燃料電池の燃料源として液体燃料を用いる場合は、この液体燃料を改質し、得られた改質ガスから水素のみを選択的に透過させることのできる機能を有する燃料改質装置が必要となる。
装置を小型化するために、シフト反応部、CO除去部などを必要としない、水素を分離する膜を利用した燃料改質装置も用いられている。
このガソリンエンジンは、水蒸気発生手段で発生させた水蒸気をスイープガスとして利用し、水素が分離抽出される前の改質燃料が存在する1次空間と、分離膜で分離抽出された水素が存在する2次空間との間に圧力差を発生させて、水素生成量を増大させている。
上記特許文献1に記載されているように、水蒸気発生手段として、例えばボイラーを利用した場合には、起動性や過度応答性が低い可能性もある。
また、本発明によれば、パワーソースシステムの稼動中に常に存在する流体の流体エネルギーを利用するため、システム中にスイープガスを発生させるための手段を設ける必要がなく、システムを小型化及び簡素化することができる。
本発明のパワーソースシステムは、以下に説明する実施形態に限られるものではない。
図1は、本発明のパワーソースシステムの実施形態の第1の例を示す概念図である。

> **データ一覧**
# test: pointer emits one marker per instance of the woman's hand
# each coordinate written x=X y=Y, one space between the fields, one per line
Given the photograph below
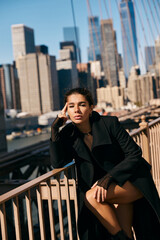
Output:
x=99 y=193
x=63 y=112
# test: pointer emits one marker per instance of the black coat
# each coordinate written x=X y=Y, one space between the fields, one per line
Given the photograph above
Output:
x=117 y=154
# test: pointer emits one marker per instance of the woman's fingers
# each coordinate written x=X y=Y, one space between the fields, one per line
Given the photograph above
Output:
x=100 y=194
x=64 y=110
x=95 y=184
x=62 y=114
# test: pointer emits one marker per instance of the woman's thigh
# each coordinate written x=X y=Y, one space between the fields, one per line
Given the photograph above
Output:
x=126 y=194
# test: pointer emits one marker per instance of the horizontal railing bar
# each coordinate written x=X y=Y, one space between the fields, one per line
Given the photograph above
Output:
x=23 y=151
x=154 y=122
x=23 y=188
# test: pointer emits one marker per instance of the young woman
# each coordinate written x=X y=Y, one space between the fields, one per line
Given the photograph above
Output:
x=115 y=188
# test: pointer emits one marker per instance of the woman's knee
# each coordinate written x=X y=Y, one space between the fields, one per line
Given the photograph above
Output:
x=89 y=199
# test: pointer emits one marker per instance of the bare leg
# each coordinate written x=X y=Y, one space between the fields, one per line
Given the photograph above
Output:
x=112 y=219
x=124 y=214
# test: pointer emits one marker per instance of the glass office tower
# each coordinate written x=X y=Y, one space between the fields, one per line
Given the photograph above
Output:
x=72 y=34
x=128 y=25
x=94 y=52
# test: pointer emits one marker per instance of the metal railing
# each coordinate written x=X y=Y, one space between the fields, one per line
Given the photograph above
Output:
x=47 y=190
x=55 y=191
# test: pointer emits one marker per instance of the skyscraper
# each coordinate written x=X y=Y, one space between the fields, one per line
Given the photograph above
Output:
x=67 y=74
x=10 y=86
x=71 y=46
x=109 y=53
x=128 y=26
x=23 y=40
x=94 y=49
x=38 y=83
x=149 y=56
x=72 y=34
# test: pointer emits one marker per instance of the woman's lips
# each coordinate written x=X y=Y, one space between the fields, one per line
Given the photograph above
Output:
x=77 y=117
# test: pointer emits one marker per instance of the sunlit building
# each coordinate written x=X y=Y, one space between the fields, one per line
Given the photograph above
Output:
x=22 y=40
x=38 y=83
x=10 y=86
x=94 y=49
x=72 y=34
x=67 y=74
x=149 y=56
x=109 y=53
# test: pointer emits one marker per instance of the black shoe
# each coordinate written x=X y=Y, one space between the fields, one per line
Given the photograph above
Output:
x=121 y=236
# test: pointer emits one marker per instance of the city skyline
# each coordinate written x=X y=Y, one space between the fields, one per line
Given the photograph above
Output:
x=49 y=29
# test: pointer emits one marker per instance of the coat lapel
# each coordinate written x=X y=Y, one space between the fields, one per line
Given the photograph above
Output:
x=81 y=149
x=100 y=133
x=100 y=137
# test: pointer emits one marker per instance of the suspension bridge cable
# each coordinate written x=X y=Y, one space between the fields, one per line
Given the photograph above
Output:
x=139 y=44
x=125 y=34
x=75 y=29
x=157 y=15
x=106 y=8
x=153 y=19
x=141 y=22
x=150 y=28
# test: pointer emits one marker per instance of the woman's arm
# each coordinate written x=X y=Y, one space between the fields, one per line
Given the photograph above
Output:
x=60 y=149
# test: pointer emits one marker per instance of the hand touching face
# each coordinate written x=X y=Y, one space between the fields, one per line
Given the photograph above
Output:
x=78 y=109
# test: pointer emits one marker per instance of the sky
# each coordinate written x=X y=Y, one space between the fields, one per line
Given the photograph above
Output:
x=48 y=17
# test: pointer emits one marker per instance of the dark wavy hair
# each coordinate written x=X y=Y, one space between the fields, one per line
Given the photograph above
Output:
x=83 y=91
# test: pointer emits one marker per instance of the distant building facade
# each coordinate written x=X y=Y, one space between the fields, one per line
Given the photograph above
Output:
x=111 y=96
x=42 y=49
x=87 y=78
x=38 y=83
x=67 y=75
x=94 y=49
x=71 y=46
x=141 y=88
x=72 y=34
x=22 y=40
x=109 y=55
x=10 y=86
x=129 y=39
x=149 y=56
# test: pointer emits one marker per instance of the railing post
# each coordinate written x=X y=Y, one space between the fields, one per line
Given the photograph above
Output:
x=145 y=140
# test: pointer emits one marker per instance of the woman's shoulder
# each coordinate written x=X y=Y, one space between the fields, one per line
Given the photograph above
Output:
x=110 y=119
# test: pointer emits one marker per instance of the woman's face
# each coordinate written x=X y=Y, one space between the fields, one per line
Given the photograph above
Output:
x=78 y=108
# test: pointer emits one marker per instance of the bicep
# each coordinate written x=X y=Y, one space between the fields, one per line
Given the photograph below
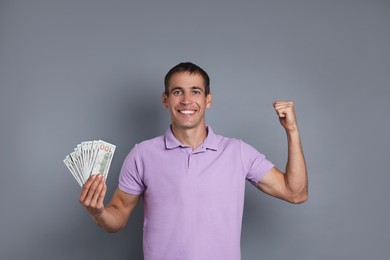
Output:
x=124 y=202
x=273 y=183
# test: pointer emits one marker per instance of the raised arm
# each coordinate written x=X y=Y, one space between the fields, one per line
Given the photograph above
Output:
x=112 y=217
x=292 y=185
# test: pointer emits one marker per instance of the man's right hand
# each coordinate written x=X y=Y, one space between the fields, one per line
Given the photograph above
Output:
x=93 y=193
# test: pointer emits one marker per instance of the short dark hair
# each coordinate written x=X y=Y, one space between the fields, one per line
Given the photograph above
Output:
x=190 y=68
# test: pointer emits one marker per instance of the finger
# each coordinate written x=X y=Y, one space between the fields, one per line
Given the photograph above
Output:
x=97 y=194
x=102 y=194
x=279 y=104
x=91 y=191
x=86 y=188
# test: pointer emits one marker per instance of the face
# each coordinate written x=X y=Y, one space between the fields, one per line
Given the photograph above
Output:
x=187 y=101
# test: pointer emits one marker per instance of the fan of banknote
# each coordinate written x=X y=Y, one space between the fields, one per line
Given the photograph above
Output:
x=88 y=158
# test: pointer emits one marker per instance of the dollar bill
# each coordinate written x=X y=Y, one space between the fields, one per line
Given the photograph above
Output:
x=88 y=158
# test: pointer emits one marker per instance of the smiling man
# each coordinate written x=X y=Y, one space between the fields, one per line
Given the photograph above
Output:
x=192 y=181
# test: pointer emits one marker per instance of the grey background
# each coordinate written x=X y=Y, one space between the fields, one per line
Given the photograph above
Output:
x=72 y=71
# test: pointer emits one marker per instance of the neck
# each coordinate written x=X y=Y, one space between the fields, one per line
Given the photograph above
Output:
x=192 y=137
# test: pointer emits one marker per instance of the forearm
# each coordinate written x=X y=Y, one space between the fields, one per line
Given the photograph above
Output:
x=296 y=172
x=110 y=219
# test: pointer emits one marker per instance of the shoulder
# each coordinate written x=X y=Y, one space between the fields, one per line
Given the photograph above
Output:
x=146 y=147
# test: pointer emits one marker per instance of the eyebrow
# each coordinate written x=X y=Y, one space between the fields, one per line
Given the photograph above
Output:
x=192 y=88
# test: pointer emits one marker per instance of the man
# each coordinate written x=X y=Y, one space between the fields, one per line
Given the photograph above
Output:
x=192 y=181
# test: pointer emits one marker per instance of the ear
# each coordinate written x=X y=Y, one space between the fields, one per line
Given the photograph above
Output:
x=209 y=100
x=164 y=100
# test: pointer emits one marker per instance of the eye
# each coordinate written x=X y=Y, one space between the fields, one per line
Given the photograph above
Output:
x=177 y=92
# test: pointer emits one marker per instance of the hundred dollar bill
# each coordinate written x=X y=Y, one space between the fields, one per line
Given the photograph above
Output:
x=90 y=157
x=105 y=152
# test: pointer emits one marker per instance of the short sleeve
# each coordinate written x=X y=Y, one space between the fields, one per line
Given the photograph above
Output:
x=130 y=177
x=255 y=164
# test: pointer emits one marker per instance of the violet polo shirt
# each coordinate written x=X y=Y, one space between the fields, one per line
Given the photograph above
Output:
x=193 y=199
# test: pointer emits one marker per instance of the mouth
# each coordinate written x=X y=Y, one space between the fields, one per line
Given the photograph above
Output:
x=187 y=112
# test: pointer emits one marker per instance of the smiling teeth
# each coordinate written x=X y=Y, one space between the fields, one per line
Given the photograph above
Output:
x=187 y=112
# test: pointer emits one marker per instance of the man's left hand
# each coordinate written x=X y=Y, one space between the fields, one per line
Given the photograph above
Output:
x=286 y=112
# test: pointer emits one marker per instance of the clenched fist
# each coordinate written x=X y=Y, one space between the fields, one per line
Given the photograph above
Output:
x=286 y=112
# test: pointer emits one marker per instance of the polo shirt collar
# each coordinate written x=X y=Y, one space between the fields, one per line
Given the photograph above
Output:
x=211 y=141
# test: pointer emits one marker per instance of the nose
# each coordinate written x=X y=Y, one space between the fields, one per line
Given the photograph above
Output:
x=186 y=99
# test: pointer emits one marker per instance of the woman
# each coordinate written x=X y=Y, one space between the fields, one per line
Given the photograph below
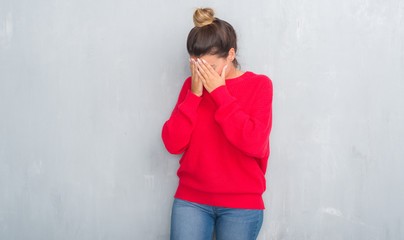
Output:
x=221 y=123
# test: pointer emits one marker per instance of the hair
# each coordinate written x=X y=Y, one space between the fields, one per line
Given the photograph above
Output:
x=211 y=35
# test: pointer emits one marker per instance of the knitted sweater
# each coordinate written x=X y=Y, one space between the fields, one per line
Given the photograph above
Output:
x=224 y=138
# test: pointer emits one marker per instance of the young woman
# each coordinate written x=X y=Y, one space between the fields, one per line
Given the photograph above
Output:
x=221 y=123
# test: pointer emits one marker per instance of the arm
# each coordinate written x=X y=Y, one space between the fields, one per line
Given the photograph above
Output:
x=249 y=132
x=178 y=128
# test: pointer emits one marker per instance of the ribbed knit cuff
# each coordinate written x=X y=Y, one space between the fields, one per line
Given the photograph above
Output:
x=190 y=103
x=222 y=96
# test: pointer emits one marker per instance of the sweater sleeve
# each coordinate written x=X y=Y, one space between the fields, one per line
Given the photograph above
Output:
x=247 y=131
x=177 y=130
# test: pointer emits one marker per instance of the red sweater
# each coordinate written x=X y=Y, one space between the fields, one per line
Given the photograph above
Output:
x=224 y=138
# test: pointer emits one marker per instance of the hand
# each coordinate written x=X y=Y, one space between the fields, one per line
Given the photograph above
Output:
x=209 y=77
x=196 y=84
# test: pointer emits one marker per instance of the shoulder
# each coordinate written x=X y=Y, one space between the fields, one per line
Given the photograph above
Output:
x=259 y=80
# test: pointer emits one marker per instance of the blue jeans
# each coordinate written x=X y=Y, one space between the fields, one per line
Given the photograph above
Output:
x=198 y=222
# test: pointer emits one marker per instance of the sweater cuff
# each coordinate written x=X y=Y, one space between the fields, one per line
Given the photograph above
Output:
x=190 y=103
x=222 y=96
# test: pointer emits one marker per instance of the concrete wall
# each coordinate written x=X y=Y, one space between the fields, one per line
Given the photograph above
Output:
x=85 y=87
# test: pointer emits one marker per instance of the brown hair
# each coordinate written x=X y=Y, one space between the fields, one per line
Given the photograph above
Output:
x=211 y=35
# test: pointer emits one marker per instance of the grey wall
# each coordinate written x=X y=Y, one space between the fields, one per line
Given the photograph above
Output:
x=85 y=87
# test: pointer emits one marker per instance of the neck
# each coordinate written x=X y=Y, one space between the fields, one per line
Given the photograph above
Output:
x=233 y=73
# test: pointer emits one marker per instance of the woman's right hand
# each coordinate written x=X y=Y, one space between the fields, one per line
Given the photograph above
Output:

> **設問**
1. 次の(a)〜(c)がそれぞれ本文抜粋の内容と一致するかを「はい」か「いいえ」で答え、判断の決め手となる本文の語句をそのまま引用しなさい。
(a) 燃料源として液体燃料を用いる場合は、燃料改質装置が必要となる。
(b) 水蒸気発生手段としてボイラーを利用すると、起動性が高くなる。
(c) 本発明では、スイープガスを発生させるための手段をシステム中に設ける必要がある。
2. 本文抜粋によると、装置を小型化するために用いられている燃料改質装置は、何を利用したものですか。

> **解答一覧**
1.
(a) はい。「この液体燃料を改質し、得られた改質ガスから水素のみを選択的に透過させることのできる機能を有する燃料改質装置が必要となる」
(b) いいえ。「起動性や過度応答性が低い可能性もある」
(c) いいえ。「システム中にスイープガスを発生させるための手段を設ける必要がなく」

2. 水素を分離する膜です。